Your task: Return the records below word for word, beginning at the line that contains "Task: mark each instance of the dry yellow" and continuing through the line that contains "Task: mark each instance of the dry ground". Leave out the pictures.

>> Start Data

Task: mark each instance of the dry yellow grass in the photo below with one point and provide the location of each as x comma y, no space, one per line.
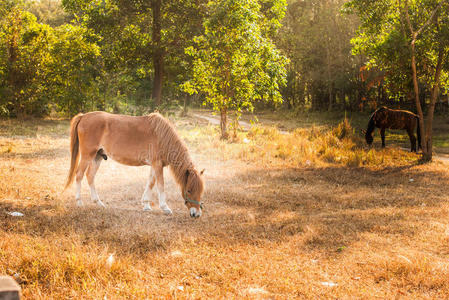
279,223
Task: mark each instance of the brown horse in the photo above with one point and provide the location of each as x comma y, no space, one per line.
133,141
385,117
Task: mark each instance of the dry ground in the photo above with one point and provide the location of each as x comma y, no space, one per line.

>> End Data
>> Start Data

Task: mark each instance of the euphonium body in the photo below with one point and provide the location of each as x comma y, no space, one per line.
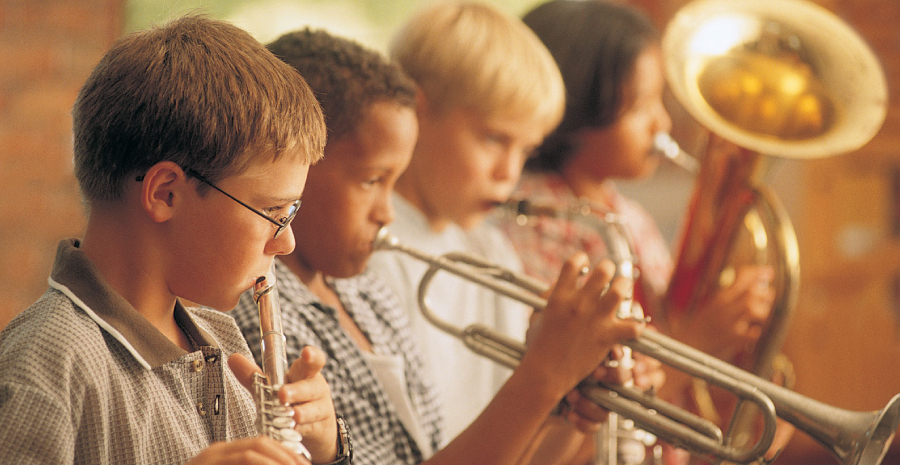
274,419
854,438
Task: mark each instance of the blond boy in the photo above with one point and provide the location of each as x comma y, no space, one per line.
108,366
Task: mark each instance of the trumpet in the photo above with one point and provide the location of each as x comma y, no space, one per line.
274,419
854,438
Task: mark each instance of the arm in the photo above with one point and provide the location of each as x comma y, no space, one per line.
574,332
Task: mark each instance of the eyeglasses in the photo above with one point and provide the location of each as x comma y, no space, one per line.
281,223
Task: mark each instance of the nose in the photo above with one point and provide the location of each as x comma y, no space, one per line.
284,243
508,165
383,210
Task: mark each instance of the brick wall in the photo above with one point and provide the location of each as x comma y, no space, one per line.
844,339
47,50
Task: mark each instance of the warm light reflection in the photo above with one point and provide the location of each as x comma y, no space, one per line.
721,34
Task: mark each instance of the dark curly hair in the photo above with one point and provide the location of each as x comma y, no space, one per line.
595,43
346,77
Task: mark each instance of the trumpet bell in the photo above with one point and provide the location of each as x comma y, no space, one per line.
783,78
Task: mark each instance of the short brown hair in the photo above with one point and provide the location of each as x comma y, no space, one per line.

>> End Data

Written response:
Task: mark each instance of the dry yellow grass in the photo below with one point and provide the location of each as x comma y, no space, one per line.
279,223
Task: mark each instance of the brown horse in the photo above with one point and provide the location of each as x comma y, no space, one per line.
133,141
385,117
Task: mark each instance of the dry ground in the photo above with one point and provide the location of each as x comma y, no space, one per line.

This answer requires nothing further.